** Exercise description **
Count the lines in the data below that contain the word "ceiling", and reply with the number alone.

** Exercise inputs **
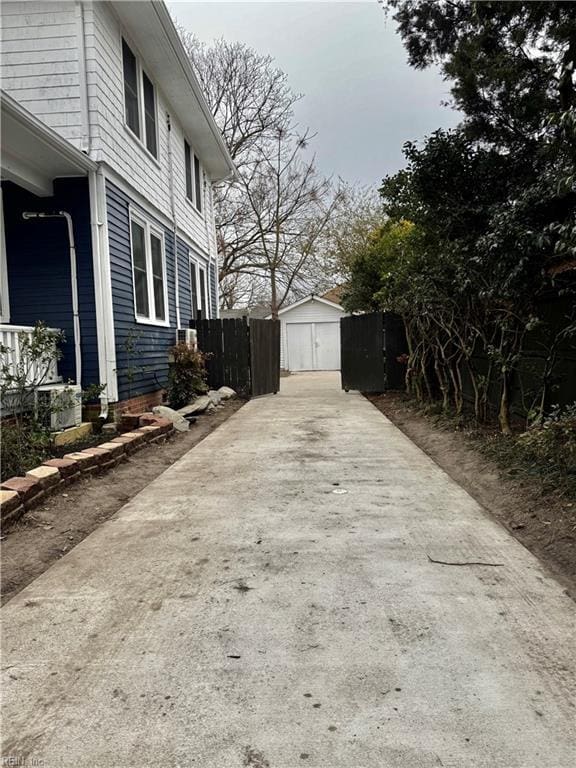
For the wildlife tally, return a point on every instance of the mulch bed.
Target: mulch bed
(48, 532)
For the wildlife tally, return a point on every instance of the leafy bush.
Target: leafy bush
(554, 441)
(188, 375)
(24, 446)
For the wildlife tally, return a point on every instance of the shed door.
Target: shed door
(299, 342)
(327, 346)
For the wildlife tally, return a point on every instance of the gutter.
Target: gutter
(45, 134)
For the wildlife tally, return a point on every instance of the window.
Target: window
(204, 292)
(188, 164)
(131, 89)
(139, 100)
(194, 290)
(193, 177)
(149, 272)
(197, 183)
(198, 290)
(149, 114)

...

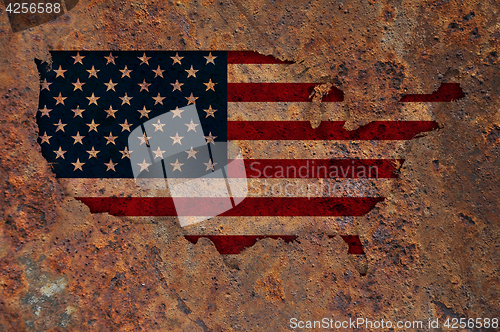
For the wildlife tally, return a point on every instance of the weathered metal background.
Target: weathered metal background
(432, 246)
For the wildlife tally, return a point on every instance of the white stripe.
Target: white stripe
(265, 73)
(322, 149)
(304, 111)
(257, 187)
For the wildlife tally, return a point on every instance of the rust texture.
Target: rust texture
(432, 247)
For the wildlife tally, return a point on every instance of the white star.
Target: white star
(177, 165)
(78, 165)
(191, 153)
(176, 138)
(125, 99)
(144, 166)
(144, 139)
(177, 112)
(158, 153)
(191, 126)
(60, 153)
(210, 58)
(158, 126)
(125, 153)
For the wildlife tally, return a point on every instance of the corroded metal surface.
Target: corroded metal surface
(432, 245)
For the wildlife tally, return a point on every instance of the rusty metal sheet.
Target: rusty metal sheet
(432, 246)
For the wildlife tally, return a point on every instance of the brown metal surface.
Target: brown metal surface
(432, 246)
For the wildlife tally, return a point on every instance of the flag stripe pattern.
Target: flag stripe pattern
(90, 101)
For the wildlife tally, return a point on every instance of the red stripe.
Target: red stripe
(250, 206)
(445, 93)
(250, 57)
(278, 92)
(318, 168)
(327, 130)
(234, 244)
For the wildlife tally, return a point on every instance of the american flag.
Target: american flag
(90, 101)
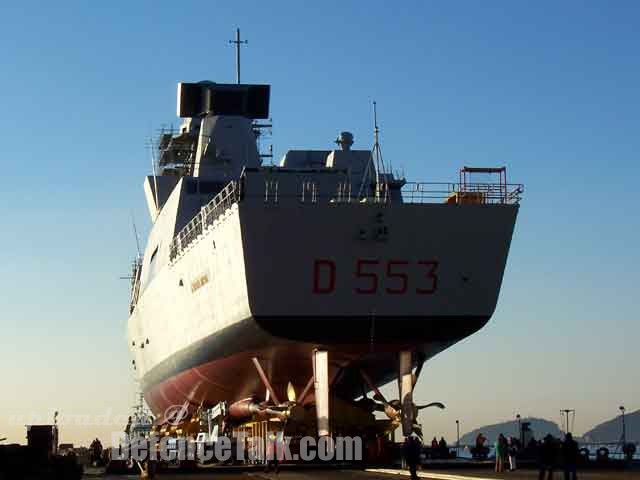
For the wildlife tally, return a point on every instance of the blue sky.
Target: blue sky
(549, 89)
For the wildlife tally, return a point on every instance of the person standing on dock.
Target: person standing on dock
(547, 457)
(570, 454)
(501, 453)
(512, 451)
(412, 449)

==

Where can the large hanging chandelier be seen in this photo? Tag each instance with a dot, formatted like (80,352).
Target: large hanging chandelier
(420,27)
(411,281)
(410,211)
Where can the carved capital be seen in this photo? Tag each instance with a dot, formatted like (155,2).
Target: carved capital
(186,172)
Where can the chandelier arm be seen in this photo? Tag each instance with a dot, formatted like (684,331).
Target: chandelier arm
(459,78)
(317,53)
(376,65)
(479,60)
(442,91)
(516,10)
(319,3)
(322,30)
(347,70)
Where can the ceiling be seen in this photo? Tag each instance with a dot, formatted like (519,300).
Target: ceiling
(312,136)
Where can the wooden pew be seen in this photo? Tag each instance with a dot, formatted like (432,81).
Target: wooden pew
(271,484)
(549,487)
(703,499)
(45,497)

** Result for this exercise **
2